§ **Brief**:
Copy the notebook excerpt below in its entirety, without any changes.

§ **Text excerpt**:
..........

In [None]:
import torch
from transformer_lens import HookedTransformer, ActivationCache
from typing import List
from tqdm.auto import tqdm
import plotly.graph_objects as go

# Plotly needs a different renderer for VSCode/Notebooks vs Colab argh
import plotly.io as pio
pio.renderers.default = "notebook_connected"
device = "cuda" if torch.cuda.is_available() else "cpu"
torch.autograd.set_grad_enabled(False)
torch.set_grad_enabled(False)

import circuitsvis as cv
import haystack_utils

%reload_ext autoreload
%autoreload 2

In [2]:
model = HookedTransformer.from_pretrained("EleutherAI/pythia-70m", fold_ln=True, device=device)
model.set_use_attn_result(True)

Using pad_token, but it is not set yet.


Loaded pretrained model EleutherAI/pythia-70m into HookedTransformer


In [6]:
# Q weights say, what does each token want. If it attends to the German direction it probably wants German tokens (or wants to filter out German tokens)
# K weights say, what does each token have. If it attends to the German direction it is supplying German-ness
# I want to see how much each head queries for and highlights German tokens

from einops import einsum

def get_intermediate_tensor(residual, weights, biases):
        intermediate_tensor = einsum(residual, weights,
                                     "d_model, n_heads d_model d_head -> n_heads d_head")
        return intermediate_tensor # + biases

for layer in range(3, 6):
        W_Q = model.state_dict()[f'blocks.{layer}.attn.W_Q']  # [8, 512, 64]
        b_Q = model.state_dict()[f'blocks.{layer}.attn.b_K']
        W_K = model.state_dict()[f'blocks.{layer}.attn.W_K']
        b_K = model.state_dict()[f'blocks.{layer}.attn.b_K']

        neuron_weight = model.W_out[3, 669]

        # A large norm implies that the German neuron is important to the head
        query = get_intermediate_tensor(neuron_weight, W_Q, b_Q) # n_heads d_head
        key = get_intermediate_tensor(neuron_weight, W_K, b_K)

..........

§ **Excerpts from a point labeling dataset**:

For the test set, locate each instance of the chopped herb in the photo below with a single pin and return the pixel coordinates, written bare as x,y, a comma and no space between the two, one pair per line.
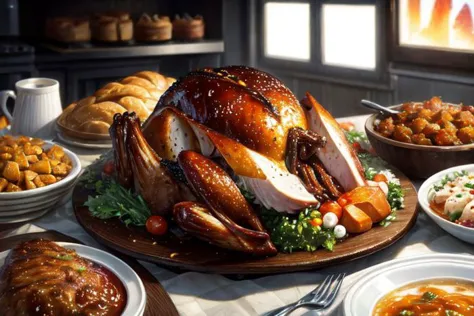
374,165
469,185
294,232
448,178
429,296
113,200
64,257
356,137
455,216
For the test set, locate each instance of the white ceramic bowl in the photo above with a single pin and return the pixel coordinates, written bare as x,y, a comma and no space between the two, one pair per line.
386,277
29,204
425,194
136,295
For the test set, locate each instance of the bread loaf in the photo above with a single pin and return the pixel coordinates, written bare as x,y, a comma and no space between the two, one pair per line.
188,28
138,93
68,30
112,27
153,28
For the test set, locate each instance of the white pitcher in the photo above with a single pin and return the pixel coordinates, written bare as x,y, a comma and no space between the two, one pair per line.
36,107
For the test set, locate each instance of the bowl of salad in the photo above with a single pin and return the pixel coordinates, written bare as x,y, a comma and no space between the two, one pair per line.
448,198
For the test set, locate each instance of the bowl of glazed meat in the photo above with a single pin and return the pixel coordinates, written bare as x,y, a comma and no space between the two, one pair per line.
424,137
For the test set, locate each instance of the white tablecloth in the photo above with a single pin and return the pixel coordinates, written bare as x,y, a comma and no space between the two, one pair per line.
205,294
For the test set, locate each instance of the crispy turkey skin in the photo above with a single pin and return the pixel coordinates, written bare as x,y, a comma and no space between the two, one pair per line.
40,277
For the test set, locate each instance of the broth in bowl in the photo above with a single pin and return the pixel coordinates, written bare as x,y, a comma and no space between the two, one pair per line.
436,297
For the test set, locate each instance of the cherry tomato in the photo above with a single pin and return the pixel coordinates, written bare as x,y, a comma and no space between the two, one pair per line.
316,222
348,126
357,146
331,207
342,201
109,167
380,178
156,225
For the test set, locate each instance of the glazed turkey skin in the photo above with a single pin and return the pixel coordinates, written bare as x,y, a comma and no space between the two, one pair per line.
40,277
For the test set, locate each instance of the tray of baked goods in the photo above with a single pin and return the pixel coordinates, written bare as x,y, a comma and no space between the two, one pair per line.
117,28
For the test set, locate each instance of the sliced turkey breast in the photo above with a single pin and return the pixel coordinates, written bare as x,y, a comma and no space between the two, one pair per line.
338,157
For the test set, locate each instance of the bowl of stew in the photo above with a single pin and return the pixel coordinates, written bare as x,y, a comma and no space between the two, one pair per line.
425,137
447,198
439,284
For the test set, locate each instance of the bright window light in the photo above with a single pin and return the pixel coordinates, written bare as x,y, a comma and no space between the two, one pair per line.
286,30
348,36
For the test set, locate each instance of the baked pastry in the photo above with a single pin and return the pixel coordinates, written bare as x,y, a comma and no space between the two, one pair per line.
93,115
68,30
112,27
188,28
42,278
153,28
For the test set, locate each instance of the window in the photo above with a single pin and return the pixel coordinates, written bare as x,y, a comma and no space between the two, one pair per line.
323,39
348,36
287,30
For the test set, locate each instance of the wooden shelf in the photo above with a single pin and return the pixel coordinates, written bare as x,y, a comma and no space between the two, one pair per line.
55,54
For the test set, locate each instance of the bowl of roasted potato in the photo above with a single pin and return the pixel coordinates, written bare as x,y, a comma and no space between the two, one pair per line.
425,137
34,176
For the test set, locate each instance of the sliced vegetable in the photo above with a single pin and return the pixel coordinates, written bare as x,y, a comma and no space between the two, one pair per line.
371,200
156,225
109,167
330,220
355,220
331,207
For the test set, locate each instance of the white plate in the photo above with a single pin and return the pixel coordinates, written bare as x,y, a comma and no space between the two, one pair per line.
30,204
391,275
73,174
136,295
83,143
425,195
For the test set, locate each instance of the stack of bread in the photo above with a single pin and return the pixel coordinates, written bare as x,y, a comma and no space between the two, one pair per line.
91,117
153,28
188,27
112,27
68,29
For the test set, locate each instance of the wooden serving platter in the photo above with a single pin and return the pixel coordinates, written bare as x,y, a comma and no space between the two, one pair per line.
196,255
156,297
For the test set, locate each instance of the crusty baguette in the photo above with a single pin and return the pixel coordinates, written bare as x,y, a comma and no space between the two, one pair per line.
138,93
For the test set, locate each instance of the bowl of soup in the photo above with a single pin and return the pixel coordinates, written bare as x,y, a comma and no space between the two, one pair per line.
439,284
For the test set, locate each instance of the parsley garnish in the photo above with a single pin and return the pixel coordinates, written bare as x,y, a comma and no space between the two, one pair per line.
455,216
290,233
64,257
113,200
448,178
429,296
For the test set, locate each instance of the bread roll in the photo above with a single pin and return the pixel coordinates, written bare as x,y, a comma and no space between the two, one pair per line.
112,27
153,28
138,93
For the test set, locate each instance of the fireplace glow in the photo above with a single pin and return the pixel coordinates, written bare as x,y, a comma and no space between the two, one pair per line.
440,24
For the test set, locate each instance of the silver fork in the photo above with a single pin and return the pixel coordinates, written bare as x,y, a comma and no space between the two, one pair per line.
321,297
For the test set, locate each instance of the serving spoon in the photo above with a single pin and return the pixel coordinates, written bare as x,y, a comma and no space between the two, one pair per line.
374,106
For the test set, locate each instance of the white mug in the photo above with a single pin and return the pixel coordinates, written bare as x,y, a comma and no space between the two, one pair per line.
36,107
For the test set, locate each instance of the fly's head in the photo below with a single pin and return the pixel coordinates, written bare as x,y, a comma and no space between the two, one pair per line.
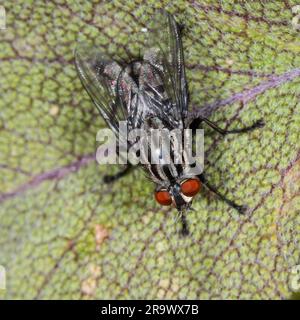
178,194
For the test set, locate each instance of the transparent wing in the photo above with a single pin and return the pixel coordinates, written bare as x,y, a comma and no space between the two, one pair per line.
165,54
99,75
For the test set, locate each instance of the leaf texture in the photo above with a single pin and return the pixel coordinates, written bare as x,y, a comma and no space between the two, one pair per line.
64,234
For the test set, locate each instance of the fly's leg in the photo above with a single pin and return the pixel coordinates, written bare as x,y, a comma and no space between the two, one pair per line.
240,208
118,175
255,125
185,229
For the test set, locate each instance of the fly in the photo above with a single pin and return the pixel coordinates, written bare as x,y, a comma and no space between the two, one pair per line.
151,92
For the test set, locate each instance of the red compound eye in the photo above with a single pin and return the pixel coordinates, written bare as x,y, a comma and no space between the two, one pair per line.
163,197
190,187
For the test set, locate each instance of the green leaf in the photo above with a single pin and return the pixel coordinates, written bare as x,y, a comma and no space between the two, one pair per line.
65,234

..........

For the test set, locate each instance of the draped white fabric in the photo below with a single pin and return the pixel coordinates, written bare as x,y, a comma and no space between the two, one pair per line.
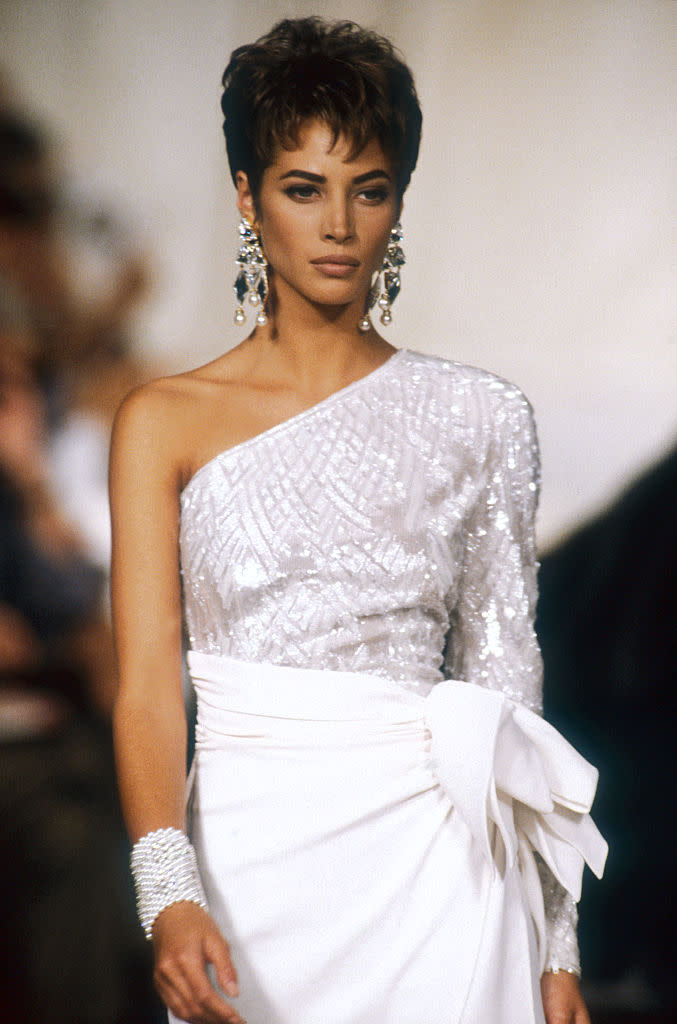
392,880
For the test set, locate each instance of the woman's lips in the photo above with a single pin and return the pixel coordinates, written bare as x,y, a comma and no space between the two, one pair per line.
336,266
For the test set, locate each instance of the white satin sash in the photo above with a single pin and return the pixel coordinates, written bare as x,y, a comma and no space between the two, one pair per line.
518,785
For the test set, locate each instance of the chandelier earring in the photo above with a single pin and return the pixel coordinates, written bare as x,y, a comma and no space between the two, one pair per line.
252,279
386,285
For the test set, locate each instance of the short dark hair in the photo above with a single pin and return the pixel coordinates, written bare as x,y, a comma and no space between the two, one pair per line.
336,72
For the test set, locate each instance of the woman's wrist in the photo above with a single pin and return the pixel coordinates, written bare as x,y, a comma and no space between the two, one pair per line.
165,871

..........

§ **Result of this exercise**:
In [None]:
import torch
from transformer_lens import HookedTransformer, ActivationCache
from typing import List
from tqdm.auto import tqdm
import plotly.graph_objects as go

# Plotly needs a different renderer for VSCode/Notebooks vs Colab argh
import plotly.io as pio
pio.renderers.default = "notebook_connected"
device = "cuda" if torch.cuda.is_available() else "cpu"
torch.autograd.set_grad_enabled(False)
torch.set_grad_enabled(False)

import circuitsvis as cv
import haystack_utils

%reload_ext autoreload
%autoreload 2

In [2]:
model = HookedTransformer.from_pretrained("EleutherAI/pythia-70m", fold_ln=True, device=device)
model.set_use_attn_result(True)

Using pad_token, but it is not set yet.


Loaded pretrained model EleutherAI/pythia-70m into HookedTransformer


In [6]:
# Q weights say, what does each token want. If it attends to the German direction it probably wants German tokens (or wants to filter out German tokens)
# K weights say, what does each token have. If it attends to the German direction it is supplying German-ness
# I want to see how much each head queries for and highlights German tokens

from einops import einsum

def get_intermediate_tensor(residual, weights, biases):
        intermediate_tensor = einsum(residual, weights,
                                     "d_model, n_heads d_model d_head -> n_heads d_head")
        return intermediate_tensor # + biases

for layer in range(3, 6):
        W_Q = model.state_dict()[f'blocks.{layer}.attn.W_Q']  # [8, 512, 64]
        b_Q = model.state_dict()[f'blocks.{layer}.attn.b_K']
        W_K = model.state_dict()[f'blocks.{layer}.attn.W_K']
        b_K = model.state_dict()[f'blocks.{layer}.attn.b_K']

        neuron_weight = model.W_out[3, 669]

        # A large norm implies that the German neuron is important to the head
        query = get_intermediate_tensor(neuron_weight, W_Q, b_Q) # n_heads d_head
        key = get_intermediate_tensor(neuron_weight, W_K, b_K)